[Work task 1]: From the passage on filtering parser output, list every filter in the breakdown table of basic items together with what it finds. Leave out the alternative given in parentheses.
[Work task 2]: Proceed with the passage on filtering parser output, beginning after its last sentence.

[Exercise text]:
__________________________________________________
Here is the breakdown for basic items related to potential problems identified by the parser:

Filter

What the filter finds

*Summary contains "DIAGNOSIS"

Filters for all potential problems found

*Summary contains "failure"

Filters authentication failures

*Summary contains "authentication"

(can also use: *Summary contains "SamLogon:")

Filters all authentication calls

*Summary contains "failed"

General query for the term "failed"

*Summary contains "error"

General query for the term "error"

Filtering the output for troubleshooting issues is basically the same as we discussed above for some more basic scenarios. But let’s say we want to dig deeper and review multiple accounts….

Let’s say for instance we want to try to filter out account lockout issues (this could also be tied into the above topic of course) for a user named “user1” or for any Kerberos or Schannel authentication attempts. In that case, I would need to supply some parenthesis around some of the filter, which would result in a filter of:

*Summary contains "WRONG" and (*userName == "user1" or *userName == "(null)") or *Summary contains "LOCKED" and (*Summary contains "user1" or *Summary contains "(null)")

-or you could use-

*Summary contains "WRONG" and (*userName == "user1" or *userName == "(null)") or *Summary contains "LOCKED" and (*userName == "user1" or *userName == "(null)")

What does this filter do you might ask? Well, it looks for the “WRONG” in “WRONG PASSWORD” or it looks for the “LOCKED” in the summary wording of “ACCOUNT LOCKED OUT”, then, in the case of the first filter example, specifies that the words “user1” or “(null)” must be included in the summary as well. In the second example, it’s a bit more refined. It still looks for “WRONG” or “LOCKED” in the summary field, but it then looks specifically at the username variable to see if there are users named “user1” or “(null)” in those fields.
__________________________________________________
[Material supplied]:
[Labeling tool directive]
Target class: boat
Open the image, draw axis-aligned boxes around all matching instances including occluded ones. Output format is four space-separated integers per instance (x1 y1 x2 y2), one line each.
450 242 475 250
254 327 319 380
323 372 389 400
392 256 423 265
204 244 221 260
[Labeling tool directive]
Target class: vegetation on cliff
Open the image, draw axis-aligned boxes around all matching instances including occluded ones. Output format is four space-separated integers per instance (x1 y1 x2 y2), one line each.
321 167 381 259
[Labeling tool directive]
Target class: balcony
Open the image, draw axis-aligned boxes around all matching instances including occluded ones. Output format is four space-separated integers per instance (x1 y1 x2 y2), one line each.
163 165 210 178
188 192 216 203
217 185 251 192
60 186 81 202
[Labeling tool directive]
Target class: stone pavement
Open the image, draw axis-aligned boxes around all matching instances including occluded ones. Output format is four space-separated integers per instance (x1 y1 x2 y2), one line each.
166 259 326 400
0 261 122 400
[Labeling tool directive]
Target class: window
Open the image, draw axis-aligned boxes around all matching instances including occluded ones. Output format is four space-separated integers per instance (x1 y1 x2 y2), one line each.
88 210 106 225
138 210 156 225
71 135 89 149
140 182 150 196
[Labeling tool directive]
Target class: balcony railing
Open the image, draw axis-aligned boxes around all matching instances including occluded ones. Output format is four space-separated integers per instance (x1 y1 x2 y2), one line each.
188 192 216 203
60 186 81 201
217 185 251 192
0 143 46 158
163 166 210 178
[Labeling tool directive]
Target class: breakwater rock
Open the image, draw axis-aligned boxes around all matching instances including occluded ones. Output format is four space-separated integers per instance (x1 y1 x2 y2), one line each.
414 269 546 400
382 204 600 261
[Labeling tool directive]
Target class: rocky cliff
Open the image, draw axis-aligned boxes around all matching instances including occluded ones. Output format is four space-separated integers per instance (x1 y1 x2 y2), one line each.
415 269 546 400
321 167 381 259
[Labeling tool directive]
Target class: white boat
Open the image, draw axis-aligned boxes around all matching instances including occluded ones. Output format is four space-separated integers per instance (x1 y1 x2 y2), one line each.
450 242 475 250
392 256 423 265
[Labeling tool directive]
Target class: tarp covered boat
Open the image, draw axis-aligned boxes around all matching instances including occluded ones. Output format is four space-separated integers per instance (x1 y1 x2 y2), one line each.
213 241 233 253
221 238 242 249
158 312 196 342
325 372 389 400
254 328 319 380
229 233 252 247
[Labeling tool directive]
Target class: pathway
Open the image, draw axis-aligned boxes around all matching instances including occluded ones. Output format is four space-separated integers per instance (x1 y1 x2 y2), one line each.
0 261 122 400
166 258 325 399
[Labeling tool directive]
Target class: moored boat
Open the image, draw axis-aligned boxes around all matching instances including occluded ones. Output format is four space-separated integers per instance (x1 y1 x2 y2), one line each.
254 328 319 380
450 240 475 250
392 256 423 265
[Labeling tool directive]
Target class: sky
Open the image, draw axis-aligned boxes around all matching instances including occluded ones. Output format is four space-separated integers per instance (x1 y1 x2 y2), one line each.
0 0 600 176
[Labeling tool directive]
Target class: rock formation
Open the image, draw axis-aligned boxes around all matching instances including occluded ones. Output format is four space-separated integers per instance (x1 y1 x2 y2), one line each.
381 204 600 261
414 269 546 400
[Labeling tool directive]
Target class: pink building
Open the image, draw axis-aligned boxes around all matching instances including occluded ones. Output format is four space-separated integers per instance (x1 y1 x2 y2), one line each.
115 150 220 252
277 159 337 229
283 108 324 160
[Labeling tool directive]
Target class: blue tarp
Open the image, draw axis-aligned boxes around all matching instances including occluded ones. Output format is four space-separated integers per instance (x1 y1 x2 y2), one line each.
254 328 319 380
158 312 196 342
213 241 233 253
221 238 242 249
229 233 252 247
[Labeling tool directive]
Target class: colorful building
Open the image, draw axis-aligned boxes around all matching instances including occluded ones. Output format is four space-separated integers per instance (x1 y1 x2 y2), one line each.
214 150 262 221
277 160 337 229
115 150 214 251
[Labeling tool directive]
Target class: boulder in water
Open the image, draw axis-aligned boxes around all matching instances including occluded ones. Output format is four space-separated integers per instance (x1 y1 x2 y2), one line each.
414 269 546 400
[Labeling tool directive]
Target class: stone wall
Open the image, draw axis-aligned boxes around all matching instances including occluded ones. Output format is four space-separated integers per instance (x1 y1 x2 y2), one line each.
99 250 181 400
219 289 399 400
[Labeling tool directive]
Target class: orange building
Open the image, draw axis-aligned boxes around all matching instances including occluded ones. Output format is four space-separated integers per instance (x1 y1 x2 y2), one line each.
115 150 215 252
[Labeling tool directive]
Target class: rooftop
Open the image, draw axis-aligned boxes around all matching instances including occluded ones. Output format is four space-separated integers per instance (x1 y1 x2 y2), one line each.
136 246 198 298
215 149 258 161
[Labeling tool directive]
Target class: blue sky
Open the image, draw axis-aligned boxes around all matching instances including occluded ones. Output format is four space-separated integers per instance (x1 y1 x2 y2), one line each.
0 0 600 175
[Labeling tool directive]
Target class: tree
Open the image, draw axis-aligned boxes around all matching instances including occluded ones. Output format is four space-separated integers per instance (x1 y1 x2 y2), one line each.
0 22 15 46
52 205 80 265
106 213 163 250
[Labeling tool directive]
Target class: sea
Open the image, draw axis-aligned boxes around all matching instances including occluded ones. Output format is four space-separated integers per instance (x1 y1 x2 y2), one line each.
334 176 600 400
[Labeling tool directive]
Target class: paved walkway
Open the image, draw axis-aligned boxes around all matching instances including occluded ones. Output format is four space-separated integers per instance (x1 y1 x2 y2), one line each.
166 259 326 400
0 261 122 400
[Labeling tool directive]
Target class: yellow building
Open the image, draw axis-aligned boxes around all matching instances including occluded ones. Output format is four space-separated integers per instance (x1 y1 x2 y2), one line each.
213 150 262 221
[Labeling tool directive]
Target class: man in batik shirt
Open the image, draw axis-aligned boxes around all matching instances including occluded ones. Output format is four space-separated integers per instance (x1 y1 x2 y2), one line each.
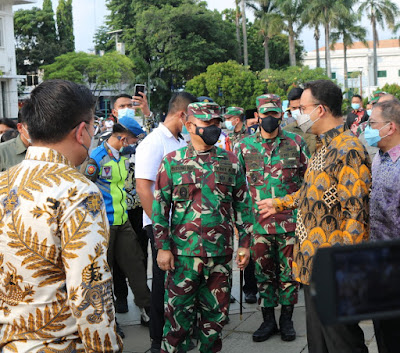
0 80 122 353
152 103 254 353
236 94 309 342
258 80 371 353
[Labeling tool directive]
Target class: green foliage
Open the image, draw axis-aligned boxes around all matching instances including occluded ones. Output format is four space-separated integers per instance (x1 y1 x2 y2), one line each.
186 60 265 109
57 0 75 53
260 66 329 99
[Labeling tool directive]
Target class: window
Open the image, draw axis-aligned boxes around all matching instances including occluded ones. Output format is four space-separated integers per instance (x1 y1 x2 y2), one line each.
378 70 387 77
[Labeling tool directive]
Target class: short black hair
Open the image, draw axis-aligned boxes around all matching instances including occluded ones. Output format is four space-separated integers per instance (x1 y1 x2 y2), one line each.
22 80 95 143
0 118 17 129
168 92 197 114
304 80 343 118
288 87 304 101
113 93 132 106
0 129 19 142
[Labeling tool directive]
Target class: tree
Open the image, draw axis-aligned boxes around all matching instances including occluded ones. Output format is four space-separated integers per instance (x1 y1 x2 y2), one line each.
331 13 368 91
14 0 59 74
304 0 349 77
186 60 265 109
358 0 400 86
42 52 134 92
57 0 75 53
276 0 305 66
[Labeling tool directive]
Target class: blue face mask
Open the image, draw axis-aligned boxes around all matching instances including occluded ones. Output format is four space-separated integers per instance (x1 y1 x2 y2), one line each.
118 108 135 119
225 120 235 131
364 123 389 147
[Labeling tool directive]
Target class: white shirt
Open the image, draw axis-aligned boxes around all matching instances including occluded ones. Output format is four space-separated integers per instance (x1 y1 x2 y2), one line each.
135 123 187 227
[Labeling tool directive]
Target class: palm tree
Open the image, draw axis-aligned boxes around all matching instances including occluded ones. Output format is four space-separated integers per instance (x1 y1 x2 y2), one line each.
304 0 351 77
276 0 304 66
358 0 399 86
331 13 368 93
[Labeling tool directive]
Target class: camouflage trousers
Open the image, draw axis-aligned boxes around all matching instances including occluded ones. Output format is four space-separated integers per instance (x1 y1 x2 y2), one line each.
251 232 298 307
161 255 232 353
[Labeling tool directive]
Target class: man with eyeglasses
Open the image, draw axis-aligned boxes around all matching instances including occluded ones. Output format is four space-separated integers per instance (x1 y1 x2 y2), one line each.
258 80 371 353
365 99 400 352
82 116 150 332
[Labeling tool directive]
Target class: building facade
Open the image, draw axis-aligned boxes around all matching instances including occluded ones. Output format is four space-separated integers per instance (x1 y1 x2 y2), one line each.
__________________________________________________
[Output 1]:
- *Summary contains "DIAGNOSIS": filters for all potential problems found
- *Summary contains "failure": filters authentication failures
- *Summary contains "authentication": filters all authentication calls
- *Summary contains "failed": a general query for the term "failed"
- *Summary contains "error": a general query for the term "error"

[Output 2]:
Now, and this is a bit outside of the scope of this blog, keep in mind that in the case of an account lockout, the DC you are looking at may not be the source of the lockout, so it may not contain all (or any) of the wrong password attempts that actually led to the account lockout. In that case, you will need to determine the DC that the account was locked out from and review the Netlogon logs on that DC as well. Here is a simple example:

image

In this example, you can see 2 wrong password requests for a user named user1 in the child.domain.com domain, followed by an account lockout. If your account lockout threshold is, let’s say 10, then the wrong password must have also been passed to other domain controllers as well, so there may be more hunting to do because this only accounts for 2/10 of the bad attempts.

The bottom line:

For simple filtering where you have known values you are looking for, you can use a simple filter with “and” or “or” separating what you are looking for. But if there are multiple constraints, such as searching for multiple string potentials in the summary, and then narrowing that view only to a specific machine/device (or more than 1) or user, you have to “and” the filter, open parenthesis, put in your additional constraints, then close the parenthesis.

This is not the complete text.